Problem requirements —
Because the material must be preserved as it stands, copy every line exactly.

Source material —
○ ○ ○

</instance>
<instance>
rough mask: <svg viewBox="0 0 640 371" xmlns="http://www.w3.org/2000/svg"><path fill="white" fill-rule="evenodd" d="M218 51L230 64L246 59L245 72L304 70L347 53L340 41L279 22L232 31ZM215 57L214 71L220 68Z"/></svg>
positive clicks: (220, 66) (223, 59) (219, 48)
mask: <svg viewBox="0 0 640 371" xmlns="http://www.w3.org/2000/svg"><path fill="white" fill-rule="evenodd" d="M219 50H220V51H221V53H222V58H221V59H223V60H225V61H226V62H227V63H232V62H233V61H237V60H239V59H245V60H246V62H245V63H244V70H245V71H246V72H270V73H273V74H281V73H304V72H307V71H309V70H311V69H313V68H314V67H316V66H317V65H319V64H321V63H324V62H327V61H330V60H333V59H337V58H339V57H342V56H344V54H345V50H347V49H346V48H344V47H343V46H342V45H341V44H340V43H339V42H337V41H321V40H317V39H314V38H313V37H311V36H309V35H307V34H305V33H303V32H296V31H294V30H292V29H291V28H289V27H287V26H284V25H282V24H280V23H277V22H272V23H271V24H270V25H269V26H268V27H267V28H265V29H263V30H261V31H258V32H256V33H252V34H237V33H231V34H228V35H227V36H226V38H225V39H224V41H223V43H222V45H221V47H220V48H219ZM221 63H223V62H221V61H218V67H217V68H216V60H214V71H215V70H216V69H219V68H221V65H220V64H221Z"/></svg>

○ ○ ○

Task output —
</instance>
<instance>
rough mask: <svg viewBox="0 0 640 371" xmlns="http://www.w3.org/2000/svg"><path fill="white" fill-rule="evenodd" d="M218 51L230 64L246 59L245 72L304 70L347 53L340 41L279 22L232 31ZM215 57L214 71L220 68Z"/></svg>
positive clicks: (220, 66) (223, 59) (219, 48)
mask: <svg viewBox="0 0 640 371" xmlns="http://www.w3.org/2000/svg"><path fill="white" fill-rule="evenodd" d="M219 50H220V51H221V53H222V58H221V59H223V60H225V61H226V62H227V63H232V62H233V61H237V60H239V59H245V60H246V62H245V63H244V70H245V71H246V72H270V73H273V74H281V73H304V72H307V71H309V70H311V69H313V68H314V67H316V66H317V65H319V64H321V63H324V62H327V61H330V60H333V59H337V58H339V57H342V56H344V54H345V50H347V49H346V48H344V47H343V46H342V45H341V44H340V43H339V42H337V41H321V40H317V39H314V38H313V37H311V36H309V35H307V34H305V33H303V32H296V31H294V30H292V29H291V28H289V27H287V26H284V25H282V24H280V23H277V22H272V23H271V24H270V25H269V26H268V27H267V28H265V29H263V30H261V31H258V32H256V33H252V34H237V33H231V34H228V35H227V36H226V38H225V39H224V41H223V43H222V45H221V47H220V48H219ZM221 63H223V62H221V61H218V67H217V68H216V60H214V71H215V70H216V69H219V68H221V65H220V64H221Z"/></svg>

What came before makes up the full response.